> **Directions for this task**:
Which of the lines below contain the string "collar"? Copy each one.

> **Records to use**:
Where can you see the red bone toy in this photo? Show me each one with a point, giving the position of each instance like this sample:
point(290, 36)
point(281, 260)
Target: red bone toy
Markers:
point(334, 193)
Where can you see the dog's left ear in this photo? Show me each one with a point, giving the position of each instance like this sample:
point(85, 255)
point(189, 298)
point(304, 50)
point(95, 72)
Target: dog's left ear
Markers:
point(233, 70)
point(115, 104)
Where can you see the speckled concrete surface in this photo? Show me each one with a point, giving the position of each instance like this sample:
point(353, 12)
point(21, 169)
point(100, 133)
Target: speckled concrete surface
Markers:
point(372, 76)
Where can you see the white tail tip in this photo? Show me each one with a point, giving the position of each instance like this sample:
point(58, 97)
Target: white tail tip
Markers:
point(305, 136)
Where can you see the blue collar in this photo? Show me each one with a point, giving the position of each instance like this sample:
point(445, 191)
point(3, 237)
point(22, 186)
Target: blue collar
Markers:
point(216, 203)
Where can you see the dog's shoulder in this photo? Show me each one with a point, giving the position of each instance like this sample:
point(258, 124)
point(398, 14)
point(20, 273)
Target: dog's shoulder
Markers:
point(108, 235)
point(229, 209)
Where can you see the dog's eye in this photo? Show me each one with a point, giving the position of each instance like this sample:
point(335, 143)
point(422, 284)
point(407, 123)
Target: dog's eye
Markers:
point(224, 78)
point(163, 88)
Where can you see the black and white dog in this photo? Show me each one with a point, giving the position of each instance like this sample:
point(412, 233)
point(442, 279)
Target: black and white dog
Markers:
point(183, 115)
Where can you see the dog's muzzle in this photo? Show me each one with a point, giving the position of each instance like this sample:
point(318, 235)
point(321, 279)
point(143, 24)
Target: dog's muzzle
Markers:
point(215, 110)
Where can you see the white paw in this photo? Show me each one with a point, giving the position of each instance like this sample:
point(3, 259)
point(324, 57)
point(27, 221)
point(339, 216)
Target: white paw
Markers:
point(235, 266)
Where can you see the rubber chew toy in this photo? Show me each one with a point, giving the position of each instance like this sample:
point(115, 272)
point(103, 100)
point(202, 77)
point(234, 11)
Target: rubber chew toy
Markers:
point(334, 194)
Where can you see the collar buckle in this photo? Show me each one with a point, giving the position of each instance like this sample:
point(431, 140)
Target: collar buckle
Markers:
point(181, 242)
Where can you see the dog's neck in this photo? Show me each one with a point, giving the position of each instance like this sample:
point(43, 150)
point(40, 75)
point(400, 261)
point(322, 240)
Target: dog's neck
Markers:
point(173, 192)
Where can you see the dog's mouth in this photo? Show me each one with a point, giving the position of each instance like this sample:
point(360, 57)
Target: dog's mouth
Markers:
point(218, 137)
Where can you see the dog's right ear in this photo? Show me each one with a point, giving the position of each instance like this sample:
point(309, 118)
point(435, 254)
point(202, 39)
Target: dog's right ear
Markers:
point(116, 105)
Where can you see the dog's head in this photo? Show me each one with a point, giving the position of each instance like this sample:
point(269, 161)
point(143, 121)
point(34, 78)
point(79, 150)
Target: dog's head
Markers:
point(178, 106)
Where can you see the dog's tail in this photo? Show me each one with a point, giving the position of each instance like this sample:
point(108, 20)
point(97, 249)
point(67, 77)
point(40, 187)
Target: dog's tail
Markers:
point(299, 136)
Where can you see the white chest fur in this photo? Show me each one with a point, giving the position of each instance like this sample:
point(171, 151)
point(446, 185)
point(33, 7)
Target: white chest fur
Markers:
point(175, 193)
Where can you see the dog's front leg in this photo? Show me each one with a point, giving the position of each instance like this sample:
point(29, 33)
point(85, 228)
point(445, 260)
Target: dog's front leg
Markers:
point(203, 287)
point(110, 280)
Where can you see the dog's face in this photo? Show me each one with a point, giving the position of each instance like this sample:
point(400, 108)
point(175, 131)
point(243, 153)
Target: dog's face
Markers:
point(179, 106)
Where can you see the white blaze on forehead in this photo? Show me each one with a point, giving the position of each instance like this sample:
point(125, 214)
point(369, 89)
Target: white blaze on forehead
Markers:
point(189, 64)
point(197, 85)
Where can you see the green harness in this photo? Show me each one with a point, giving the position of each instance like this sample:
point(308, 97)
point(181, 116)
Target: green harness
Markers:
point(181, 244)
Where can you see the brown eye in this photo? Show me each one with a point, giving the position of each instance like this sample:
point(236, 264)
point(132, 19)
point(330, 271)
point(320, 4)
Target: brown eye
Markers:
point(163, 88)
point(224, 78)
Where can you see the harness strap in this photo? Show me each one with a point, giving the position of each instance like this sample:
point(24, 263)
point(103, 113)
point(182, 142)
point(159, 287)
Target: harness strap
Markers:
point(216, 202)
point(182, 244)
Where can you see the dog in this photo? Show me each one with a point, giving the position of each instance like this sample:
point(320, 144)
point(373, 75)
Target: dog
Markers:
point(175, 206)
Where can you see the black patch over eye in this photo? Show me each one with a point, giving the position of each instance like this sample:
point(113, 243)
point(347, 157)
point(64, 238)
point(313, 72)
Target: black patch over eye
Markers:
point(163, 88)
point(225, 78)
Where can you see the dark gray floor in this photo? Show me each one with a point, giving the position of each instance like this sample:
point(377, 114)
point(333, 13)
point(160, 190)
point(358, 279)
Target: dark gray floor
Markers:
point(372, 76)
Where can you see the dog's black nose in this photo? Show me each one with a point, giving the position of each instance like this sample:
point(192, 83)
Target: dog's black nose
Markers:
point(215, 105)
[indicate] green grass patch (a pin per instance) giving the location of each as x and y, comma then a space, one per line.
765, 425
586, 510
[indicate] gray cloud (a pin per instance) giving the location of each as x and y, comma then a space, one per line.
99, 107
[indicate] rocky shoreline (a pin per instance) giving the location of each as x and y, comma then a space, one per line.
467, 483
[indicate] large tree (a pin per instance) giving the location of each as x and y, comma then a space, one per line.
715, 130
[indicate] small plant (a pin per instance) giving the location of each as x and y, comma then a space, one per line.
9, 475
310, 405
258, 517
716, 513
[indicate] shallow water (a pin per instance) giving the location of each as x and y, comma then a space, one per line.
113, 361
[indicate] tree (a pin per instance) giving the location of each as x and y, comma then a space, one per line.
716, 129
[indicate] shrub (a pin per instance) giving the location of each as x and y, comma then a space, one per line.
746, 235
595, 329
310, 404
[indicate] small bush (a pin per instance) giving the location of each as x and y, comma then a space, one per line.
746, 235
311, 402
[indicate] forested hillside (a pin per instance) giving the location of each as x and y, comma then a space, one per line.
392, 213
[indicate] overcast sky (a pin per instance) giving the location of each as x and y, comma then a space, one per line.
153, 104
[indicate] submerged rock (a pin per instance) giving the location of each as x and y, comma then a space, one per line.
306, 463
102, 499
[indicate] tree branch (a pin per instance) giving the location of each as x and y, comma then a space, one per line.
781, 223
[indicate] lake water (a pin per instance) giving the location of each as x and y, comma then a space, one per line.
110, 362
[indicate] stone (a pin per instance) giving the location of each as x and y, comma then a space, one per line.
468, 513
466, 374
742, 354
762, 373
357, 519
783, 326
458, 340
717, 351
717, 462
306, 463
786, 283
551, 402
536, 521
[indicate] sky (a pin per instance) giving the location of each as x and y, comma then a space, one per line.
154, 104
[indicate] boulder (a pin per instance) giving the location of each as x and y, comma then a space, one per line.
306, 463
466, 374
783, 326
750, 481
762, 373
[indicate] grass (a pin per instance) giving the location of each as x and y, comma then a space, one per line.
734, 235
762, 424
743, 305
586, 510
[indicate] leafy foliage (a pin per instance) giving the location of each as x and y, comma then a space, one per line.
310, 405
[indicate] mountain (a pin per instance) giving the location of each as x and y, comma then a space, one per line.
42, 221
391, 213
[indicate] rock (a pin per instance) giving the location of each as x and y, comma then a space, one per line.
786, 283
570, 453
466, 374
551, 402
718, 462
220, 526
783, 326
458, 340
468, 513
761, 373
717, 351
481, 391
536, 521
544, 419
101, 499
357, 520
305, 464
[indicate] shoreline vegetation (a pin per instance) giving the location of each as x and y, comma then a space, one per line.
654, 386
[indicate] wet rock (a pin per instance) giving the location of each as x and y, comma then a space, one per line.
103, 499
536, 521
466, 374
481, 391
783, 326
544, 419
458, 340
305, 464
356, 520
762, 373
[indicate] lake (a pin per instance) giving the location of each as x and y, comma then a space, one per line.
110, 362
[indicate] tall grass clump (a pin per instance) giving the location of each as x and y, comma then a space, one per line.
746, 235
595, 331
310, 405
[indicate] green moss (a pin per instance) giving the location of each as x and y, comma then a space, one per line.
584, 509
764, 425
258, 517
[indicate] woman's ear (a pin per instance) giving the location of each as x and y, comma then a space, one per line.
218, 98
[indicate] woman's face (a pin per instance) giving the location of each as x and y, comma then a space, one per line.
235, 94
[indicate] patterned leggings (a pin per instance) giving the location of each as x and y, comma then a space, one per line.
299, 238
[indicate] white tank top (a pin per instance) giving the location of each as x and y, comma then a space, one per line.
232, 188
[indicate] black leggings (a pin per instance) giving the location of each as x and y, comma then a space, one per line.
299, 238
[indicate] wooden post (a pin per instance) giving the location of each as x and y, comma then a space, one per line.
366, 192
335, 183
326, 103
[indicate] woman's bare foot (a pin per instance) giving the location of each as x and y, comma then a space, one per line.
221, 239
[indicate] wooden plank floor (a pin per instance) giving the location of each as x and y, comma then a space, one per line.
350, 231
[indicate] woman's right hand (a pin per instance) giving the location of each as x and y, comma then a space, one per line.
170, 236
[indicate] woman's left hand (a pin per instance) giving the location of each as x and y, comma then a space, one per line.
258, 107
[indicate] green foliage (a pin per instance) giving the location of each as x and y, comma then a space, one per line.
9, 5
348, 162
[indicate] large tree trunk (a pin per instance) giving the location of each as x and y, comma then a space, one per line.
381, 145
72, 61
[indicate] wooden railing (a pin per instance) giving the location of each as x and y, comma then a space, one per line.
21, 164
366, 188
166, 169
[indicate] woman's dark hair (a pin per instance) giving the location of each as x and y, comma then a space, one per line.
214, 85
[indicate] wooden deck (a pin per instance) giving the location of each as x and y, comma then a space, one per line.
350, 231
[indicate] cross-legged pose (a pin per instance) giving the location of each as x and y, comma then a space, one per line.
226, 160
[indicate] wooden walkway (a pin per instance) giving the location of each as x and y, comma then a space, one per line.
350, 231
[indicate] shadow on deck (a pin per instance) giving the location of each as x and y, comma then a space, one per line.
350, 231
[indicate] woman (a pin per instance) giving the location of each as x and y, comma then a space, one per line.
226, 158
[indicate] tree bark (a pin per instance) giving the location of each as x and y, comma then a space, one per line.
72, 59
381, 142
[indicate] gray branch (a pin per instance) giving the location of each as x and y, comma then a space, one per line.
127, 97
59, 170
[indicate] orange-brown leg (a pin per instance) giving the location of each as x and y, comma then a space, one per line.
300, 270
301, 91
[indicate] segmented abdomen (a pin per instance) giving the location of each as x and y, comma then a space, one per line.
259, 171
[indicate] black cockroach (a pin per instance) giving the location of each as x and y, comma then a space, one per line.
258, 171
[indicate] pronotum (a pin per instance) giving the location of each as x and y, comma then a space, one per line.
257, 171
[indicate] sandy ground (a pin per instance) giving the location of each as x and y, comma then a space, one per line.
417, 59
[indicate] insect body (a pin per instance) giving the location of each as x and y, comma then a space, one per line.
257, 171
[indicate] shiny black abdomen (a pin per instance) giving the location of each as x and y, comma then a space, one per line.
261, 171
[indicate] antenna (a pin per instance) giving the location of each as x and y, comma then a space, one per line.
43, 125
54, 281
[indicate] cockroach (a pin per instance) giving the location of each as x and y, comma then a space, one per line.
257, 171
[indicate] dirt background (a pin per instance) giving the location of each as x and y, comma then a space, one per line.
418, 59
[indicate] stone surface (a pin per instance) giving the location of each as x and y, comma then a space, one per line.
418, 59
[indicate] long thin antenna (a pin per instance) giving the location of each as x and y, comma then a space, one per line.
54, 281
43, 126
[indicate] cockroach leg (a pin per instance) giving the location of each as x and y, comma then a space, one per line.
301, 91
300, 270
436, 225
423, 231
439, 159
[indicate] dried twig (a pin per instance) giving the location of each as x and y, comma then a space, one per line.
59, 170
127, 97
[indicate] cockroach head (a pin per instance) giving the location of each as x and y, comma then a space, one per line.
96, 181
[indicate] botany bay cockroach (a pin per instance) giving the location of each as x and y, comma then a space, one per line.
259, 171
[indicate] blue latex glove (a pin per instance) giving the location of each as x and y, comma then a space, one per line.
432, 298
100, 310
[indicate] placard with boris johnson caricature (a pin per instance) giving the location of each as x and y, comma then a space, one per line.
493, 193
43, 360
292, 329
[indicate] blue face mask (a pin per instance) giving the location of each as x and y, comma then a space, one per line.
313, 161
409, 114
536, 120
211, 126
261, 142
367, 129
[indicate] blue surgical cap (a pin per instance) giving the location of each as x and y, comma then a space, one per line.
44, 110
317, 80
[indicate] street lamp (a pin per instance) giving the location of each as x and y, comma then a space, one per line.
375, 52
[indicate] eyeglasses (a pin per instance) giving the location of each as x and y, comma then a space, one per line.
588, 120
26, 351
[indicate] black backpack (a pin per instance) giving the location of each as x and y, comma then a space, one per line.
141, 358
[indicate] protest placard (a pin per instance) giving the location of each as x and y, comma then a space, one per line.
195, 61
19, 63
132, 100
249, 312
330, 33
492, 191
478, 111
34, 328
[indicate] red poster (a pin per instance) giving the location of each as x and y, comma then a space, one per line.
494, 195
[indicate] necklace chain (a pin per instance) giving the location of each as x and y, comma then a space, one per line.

> **Task output**:
Where can you see the blue collar in this photo? Show me each one with a point, giving the position of each instance like this sample:
Target: blue collar
Where can you see the collar buckle in this photo? Show me each one with a point, giving the position of each instance like this sample:
Target: collar buckle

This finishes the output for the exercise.